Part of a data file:
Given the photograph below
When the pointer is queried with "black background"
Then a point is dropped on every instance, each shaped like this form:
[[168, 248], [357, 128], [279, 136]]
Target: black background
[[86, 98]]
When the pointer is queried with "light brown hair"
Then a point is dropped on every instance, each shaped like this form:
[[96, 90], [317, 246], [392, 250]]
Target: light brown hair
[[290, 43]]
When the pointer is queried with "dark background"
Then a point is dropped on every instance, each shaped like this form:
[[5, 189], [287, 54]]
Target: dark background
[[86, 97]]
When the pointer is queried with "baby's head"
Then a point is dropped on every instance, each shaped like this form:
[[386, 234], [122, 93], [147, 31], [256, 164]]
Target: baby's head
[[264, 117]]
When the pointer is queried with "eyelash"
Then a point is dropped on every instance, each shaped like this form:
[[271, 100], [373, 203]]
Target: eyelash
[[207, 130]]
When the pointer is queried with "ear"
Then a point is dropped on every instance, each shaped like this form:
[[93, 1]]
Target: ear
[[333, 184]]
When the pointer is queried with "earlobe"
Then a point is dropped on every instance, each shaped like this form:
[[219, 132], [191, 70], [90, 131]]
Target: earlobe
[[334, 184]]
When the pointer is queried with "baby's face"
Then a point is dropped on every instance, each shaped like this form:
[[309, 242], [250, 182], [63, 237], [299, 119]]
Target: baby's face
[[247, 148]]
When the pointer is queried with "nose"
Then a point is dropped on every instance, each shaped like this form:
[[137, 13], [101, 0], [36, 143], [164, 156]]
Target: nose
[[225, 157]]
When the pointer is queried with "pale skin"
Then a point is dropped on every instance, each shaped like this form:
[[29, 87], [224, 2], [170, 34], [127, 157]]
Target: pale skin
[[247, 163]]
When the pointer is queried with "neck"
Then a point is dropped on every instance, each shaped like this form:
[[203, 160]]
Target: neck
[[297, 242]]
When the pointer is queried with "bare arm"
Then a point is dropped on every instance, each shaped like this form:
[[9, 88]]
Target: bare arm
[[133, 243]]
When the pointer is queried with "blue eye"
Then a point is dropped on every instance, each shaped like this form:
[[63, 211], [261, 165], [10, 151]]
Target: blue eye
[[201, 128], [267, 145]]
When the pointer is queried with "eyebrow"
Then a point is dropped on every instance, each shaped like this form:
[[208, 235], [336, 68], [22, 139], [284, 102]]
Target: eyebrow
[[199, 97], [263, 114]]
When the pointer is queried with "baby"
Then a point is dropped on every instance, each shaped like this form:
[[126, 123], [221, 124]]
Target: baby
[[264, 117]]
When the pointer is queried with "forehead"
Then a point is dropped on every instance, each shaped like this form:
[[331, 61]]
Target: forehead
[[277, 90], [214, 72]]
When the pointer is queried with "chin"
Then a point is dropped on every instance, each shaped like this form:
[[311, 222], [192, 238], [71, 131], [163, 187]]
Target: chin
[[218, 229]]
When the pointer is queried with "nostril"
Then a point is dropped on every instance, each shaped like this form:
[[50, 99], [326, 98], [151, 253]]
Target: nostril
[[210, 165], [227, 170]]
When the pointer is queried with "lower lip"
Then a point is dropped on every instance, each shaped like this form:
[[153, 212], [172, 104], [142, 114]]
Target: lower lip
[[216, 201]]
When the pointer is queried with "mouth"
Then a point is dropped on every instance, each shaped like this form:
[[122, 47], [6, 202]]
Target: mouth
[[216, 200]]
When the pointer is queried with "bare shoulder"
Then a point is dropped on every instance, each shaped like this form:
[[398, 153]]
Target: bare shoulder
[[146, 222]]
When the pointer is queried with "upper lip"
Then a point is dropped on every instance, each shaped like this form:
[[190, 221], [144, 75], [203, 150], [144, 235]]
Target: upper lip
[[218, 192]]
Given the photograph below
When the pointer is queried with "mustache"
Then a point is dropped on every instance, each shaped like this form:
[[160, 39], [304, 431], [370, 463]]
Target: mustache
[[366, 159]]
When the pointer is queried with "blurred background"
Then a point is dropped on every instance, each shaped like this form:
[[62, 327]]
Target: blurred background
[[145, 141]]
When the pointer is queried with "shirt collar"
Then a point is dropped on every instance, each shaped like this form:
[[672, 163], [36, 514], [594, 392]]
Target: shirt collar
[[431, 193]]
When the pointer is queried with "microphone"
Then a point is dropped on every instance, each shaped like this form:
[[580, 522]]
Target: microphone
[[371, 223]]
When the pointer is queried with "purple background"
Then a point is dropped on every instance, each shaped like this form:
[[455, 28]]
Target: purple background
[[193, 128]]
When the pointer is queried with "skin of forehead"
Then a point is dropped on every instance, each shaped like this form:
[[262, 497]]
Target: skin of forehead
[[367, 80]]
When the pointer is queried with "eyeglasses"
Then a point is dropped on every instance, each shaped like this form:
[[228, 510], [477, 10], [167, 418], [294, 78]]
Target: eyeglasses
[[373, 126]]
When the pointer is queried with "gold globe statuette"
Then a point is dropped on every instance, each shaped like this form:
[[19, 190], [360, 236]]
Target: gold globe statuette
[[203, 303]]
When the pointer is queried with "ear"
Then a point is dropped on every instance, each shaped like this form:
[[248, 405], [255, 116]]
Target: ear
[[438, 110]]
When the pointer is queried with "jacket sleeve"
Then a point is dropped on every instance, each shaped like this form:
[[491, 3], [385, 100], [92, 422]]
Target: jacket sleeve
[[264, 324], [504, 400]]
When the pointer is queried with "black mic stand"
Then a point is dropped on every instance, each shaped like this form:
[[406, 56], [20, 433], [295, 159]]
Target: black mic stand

Your task:
Repeat the data above, word for word.

Task solution:
Given the photograph below
When the pointer is queried with "black background"
Then a point is dropped on every instance, each shaped like this form:
[[168, 248], [357, 128], [279, 136]]
Target: black background
[[86, 98]]
When the pointer is queried with "light brown hair"
Then a point is dropped on every instance, each shaped like this form:
[[96, 90], [317, 246], [392, 250]]
Target: light brown hair
[[290, 43]]
When the pointer is queried with "dark background"
Then a point is dropped on every instance, each shaped like this form:
[[5, 189], [287, 54]]
Target: dark background
[[86, 97]]
When the pointer is queried with "baby's head"
Then a point is dropped on every instance, each shaped like this form:
[[386, 234], [122, 93], [147, 31], [256, 164]]
Target: baby's head
[[264, 117]]
When the pointer is queried with "eyelash"
Then a point is dropped on every instance, each shaped like this form:
[[271, 100], [373, 203]]
Target: eyelash
[[207, 130]]
When the pointer is queried with "ear"
Then a point is dropped on every instance, each shaped like this form:
[[93, 1]]
Target: ear
[[333, 184]]
When the pointer is queried with "earlobe"
Then a point is dropped on every instance, each shaped like this form:
[[219, 132], [191, 70], [90, 131]]
Target: earlobe
[[334, 184]]
When the pointer is queried with "baby's face"
Then a point is dropped on every instance, each shaped like this form:
[[309, 242], [250, 182], [63, 237], [299, 119]]
Target: baby's face
[[247, 148]]
When the pointer is queried with "nose"
Then a point is dropped on every instance, each shaped like this form:
[[137, 13], [101, 0], [36, 143], [164, 156]]
Target: nose
[[225, 157]]
When the pointer is queried with "pale skin"
Then a point is dropped on every instance, each shaped like this form:
[[29, 87], [224, 2], [170, 34], [127, 157]]
Target: pale skin
[[247, 163]]
When the pointer is queried with "neck"
Then a point is dropped on every instance, each shaped like this form:
[[203, 160]]
Target: neck
[[297, 242]]
When the pointer is queried with "bare arm"
Then a point is dropped on every instance, each shaped like this form:
[[9, 88]]
Target: bare arm
[[133, 243]]
When the pointer is queried with "blue eye"
Then a point is dropped on every instance, each shaped like this form:
[[63, 211], [261, 165], [10, 151]]
Target: blue eye
[[201, 128], [267, 145]]
When the pointer is queried with "eyebrow"
Then a point is dropped on every instance, each shaped like this form:
[[208, 235], [336, 68], [22, 139], [284, 102]]
Target: eyebrow
[[199, 97], [263, 114]]
When the pointer is queried with "baby"
Then a point is dropped on every instance, each shaped like this form:
[[126, 123], [221, 124]]
Target: baby
[[264, 117]]
When the pointer is queried with "forehead"
Then a point is dropped on every instance, each shaped like this form:
[[331, 61]]
Target: forehead
[[277, 90], [214, 72]]
When the pointer is queried with "chin"
Then a point is dropped on every instance, each shaped like this form:
[[311, 222], [192, 238], [71, 131], [163, 187]]
Target: chin
[[218, 229]]
When the pointer is queried with "nostril"
Then a point is dropped on every instance, each shaped like this form:
[[50, 99], [326, 98], [151, 253]]
Target: nostril
[[210, 165], [227, 170]]
When the pointer is queried with "lower lip"
Then a point is dropped on every instance, each shaped like this form:
[[153, 212], [172, 104], [142, 114]]
Target: lower lip
[[216, 201]]
When the pointer is queried with "mouth"
Then a point is dropped on every instance, each shaped like this form:
[[122, 47], [6, 202]]
Target: mouth
[[216, 200]]
When the pointer is queried with "bare shoulder"
Then a point is dropped on every instance, each shaped like this form:
[[398, 153]]
Target: bare shoulder
[[146, 222]]
When the pointer is queried with "upper lip"
Then a point is dropped on every instance, each shaped like this form:
[[190, 221], [144, 75], [203, 150], [144, 235]]
Target: upper lip
[[218, 192]]
Given the photograph below
When the pointer is queried with "mustache"
Then a point is dropped on every instance, each shaped like this form:
[[160, 39], [304, 431], [370, 463]]
Target: mustache
[[366, 159]]
When the pointer is queried with "blurred background"
Then a point is dropped on every instance, each shaped like this form:
[[62, 327]]
Target: blurred background
[[145, 141]]
When the pointer is queried with "shirt collar"
Then a point is dropped on every instance, each shaped like this form:
[[672, 163], [36, 514], [594, 392]]
Target: shirt collar
[[431, 193]]
When the pointer is queried with "microphone"
Then a point is dropped on every instance, each shaped like this form:
[[580, 522]]
Target: microphone
[[371, 223]]
When the pointer is queried with "purple background"
Then a point is dropped on every instance, each shaped like this form:
[[455, 28]]
Target: purple background
[[193, 128]]
When the pointer is queried with "skin of forehead"
Then a point is dropped on every instance, each shaped like this form:
[[262, 497]]
Target: skin of forehead
[[367, 80]]
When the pointer is queried with "eyeglasses"
Then a point is dropped on every instance, each shaped like this form:
[[228, 510], [477, 10], [167, 418], [294, 78]]
Target: eyeglasses
[[373, 126]]
When the pointer is queried with "gold globe statuette"
Then a point is dropped on every instance, each shaped like this form:
[[19, 190], [360, 236]]
Target: gold globe statuette
[[203, 303]]
When the pointer is queried with "ear"
Then a point is dropped on every instance, each shaped like this form:
[[248, 405], [255, 116]]
Target: ear
[[438, 110]]
When the pointer is queried with "jacket sleeve"
Then a point is dropped on every instance, each shaped like this form:
[[491, 3], [385, 100], [92, 422]]
Target: jacket sleeve
[[264, 324], [504, 400]]
When the pointer is queried with "black mic stand"
Then a point is dropped on every instance, each shaped like this form:
[[406, 56], [20, 433], [295, 159]]
Target: black mic stand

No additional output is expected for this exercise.